WHAT TO PRODUCE - Please pull out every line of the records below that contains the string "skin", matching case exactly.

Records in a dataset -
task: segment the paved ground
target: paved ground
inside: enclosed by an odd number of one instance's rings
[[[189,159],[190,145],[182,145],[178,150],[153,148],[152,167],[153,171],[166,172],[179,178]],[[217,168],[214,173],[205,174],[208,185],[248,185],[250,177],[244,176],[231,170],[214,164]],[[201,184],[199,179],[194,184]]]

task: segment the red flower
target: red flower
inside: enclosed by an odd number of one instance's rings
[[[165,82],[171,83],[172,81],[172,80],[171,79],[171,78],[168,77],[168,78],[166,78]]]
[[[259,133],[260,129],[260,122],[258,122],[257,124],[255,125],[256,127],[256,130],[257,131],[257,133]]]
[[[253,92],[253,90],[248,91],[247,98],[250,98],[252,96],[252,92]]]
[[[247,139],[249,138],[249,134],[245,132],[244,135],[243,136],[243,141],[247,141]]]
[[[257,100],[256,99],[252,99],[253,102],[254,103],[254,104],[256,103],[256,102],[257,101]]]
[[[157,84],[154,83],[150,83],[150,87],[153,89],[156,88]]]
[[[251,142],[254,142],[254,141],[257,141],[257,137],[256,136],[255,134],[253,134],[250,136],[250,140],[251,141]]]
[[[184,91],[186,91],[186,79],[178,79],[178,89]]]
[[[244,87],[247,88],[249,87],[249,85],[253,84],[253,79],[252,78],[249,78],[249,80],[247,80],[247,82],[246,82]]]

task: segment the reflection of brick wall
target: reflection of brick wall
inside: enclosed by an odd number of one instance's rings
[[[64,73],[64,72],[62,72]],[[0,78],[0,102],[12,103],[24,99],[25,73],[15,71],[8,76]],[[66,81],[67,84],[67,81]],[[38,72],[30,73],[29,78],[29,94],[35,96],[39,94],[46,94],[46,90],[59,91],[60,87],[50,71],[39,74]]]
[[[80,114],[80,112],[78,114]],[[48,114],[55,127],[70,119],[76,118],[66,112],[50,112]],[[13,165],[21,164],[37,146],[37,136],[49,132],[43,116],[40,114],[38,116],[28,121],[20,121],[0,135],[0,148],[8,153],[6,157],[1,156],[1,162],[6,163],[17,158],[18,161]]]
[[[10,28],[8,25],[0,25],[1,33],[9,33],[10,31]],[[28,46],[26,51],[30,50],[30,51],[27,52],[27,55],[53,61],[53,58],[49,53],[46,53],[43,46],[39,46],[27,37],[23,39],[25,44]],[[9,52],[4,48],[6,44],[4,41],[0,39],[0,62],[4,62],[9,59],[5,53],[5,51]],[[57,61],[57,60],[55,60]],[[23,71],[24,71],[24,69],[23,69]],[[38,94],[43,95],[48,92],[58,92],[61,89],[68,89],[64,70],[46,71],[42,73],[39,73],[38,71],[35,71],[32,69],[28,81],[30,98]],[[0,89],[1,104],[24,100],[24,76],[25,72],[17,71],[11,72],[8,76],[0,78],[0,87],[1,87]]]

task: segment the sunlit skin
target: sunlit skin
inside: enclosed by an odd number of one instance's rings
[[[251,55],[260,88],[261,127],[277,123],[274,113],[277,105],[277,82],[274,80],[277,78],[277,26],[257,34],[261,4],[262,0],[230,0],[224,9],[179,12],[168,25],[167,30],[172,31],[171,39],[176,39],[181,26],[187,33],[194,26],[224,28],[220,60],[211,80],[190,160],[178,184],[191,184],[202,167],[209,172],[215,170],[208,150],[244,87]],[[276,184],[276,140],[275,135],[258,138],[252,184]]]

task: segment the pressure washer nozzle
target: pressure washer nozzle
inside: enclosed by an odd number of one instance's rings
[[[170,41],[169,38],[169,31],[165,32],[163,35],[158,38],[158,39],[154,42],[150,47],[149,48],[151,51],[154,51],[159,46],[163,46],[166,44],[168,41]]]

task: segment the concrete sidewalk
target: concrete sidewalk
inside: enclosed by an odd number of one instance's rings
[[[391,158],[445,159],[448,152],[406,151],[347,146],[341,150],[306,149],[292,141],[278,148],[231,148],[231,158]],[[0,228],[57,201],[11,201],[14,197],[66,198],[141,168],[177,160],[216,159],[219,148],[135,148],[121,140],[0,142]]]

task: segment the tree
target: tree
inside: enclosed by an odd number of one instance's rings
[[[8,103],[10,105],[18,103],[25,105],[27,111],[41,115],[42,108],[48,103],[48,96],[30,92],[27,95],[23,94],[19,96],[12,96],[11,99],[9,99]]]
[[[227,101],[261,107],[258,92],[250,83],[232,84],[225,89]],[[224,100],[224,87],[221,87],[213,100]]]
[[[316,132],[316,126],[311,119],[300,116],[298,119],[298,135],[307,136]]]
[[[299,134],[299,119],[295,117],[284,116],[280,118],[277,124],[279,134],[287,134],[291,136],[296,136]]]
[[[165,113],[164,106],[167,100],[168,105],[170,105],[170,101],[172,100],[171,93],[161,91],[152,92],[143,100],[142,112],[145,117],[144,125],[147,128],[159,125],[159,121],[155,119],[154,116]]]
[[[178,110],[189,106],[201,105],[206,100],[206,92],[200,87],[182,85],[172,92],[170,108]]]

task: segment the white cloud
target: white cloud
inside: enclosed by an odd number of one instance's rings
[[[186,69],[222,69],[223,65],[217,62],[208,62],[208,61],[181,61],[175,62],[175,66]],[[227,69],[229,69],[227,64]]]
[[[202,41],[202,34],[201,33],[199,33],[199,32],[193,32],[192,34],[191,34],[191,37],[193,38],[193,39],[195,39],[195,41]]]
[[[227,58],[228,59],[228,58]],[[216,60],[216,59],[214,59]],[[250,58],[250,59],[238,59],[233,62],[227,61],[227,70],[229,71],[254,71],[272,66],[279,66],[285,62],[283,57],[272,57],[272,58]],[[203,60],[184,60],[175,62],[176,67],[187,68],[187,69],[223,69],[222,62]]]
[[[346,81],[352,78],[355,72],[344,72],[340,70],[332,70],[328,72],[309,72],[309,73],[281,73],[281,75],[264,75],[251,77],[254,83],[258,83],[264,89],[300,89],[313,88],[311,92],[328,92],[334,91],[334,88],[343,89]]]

THE RESULT -
task: segment the sunlit skin
target: sunlit skin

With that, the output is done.